::: Record list

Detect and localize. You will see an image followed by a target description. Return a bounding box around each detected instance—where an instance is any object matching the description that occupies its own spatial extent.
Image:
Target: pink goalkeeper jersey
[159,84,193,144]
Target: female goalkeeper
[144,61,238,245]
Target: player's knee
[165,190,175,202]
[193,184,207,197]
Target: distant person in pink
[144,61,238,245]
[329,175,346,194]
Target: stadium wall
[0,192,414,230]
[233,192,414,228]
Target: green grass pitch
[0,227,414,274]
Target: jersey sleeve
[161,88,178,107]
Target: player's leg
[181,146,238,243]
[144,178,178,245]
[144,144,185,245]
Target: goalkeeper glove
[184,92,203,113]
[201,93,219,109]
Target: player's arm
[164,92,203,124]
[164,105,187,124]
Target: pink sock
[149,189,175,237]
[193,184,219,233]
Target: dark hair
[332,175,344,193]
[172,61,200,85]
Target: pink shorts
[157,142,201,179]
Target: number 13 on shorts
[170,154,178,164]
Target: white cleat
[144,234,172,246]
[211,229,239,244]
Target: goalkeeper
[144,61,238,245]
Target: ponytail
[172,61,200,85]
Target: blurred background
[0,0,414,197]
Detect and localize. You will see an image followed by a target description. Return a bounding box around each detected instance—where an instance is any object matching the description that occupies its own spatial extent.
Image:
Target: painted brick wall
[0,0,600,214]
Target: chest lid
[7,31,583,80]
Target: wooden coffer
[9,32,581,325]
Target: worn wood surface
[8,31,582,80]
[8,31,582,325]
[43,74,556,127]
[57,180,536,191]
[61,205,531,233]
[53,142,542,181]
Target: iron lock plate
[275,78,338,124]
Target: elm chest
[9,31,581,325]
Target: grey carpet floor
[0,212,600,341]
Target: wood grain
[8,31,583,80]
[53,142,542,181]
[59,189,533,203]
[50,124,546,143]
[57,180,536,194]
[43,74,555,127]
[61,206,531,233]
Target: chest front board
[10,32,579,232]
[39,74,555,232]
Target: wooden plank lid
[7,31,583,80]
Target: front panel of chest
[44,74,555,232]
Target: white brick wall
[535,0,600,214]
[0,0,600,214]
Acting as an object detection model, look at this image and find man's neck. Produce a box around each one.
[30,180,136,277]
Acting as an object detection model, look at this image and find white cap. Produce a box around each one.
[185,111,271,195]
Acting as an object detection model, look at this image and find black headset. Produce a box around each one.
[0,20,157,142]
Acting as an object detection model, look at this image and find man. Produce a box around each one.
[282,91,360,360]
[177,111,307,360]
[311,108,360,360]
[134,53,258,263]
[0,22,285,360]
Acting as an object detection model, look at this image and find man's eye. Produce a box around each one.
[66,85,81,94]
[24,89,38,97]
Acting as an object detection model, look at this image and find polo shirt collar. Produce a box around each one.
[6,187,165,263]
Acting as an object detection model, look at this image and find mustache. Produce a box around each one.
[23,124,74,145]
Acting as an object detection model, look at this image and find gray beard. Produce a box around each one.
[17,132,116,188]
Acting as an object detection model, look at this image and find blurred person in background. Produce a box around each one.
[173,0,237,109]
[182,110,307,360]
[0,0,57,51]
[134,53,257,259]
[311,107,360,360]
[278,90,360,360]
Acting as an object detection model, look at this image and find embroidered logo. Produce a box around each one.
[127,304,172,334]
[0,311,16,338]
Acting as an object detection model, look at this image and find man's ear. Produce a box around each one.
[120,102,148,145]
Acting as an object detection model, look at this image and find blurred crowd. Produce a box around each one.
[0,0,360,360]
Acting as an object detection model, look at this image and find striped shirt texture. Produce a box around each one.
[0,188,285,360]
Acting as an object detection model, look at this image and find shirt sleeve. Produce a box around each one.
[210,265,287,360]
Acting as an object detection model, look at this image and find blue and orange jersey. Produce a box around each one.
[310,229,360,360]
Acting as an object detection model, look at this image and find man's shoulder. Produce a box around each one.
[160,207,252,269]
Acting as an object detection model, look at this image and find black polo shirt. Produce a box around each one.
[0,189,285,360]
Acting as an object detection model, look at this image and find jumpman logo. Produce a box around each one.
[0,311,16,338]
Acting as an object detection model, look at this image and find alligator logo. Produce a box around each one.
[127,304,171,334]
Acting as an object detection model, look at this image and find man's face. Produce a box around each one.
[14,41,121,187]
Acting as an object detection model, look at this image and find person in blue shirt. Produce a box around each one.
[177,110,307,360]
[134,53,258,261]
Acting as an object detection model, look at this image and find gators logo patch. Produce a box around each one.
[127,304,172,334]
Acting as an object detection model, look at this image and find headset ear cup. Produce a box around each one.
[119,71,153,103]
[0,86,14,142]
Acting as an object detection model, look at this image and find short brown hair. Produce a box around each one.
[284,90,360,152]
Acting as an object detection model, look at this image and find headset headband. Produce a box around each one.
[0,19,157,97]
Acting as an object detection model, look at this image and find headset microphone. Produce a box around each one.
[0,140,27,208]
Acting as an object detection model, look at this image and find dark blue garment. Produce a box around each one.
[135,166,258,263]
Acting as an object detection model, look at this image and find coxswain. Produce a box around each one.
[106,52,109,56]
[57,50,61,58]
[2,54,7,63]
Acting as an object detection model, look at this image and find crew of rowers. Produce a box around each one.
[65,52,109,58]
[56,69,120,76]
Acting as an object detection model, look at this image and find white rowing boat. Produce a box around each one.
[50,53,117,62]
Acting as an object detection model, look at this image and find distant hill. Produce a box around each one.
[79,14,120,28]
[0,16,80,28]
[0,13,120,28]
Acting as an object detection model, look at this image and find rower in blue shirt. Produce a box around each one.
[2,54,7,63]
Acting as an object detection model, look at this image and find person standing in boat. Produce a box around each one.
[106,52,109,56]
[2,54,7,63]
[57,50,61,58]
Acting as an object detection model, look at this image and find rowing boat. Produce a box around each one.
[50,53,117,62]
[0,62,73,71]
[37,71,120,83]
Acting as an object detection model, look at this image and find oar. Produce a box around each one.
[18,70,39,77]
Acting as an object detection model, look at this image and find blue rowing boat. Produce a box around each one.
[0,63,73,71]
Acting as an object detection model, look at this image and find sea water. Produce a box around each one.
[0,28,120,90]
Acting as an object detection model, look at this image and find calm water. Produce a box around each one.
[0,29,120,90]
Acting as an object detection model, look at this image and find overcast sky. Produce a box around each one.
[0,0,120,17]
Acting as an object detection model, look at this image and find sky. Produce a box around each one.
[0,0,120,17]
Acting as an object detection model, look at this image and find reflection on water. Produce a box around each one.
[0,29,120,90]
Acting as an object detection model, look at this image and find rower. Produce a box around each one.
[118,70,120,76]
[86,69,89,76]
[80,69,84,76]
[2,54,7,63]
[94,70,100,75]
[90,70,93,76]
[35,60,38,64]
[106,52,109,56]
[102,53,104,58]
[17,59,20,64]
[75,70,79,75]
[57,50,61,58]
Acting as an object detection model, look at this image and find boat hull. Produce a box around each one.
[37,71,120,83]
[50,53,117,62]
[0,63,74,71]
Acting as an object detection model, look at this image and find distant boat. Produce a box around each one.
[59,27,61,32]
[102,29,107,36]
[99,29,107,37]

::::::

Aim of the task -> Pick out every line in the listing above that contains the word "shorts", and copy each one.

Result of the exercise ->
Target: pink shorts
Target: number 13 on shorts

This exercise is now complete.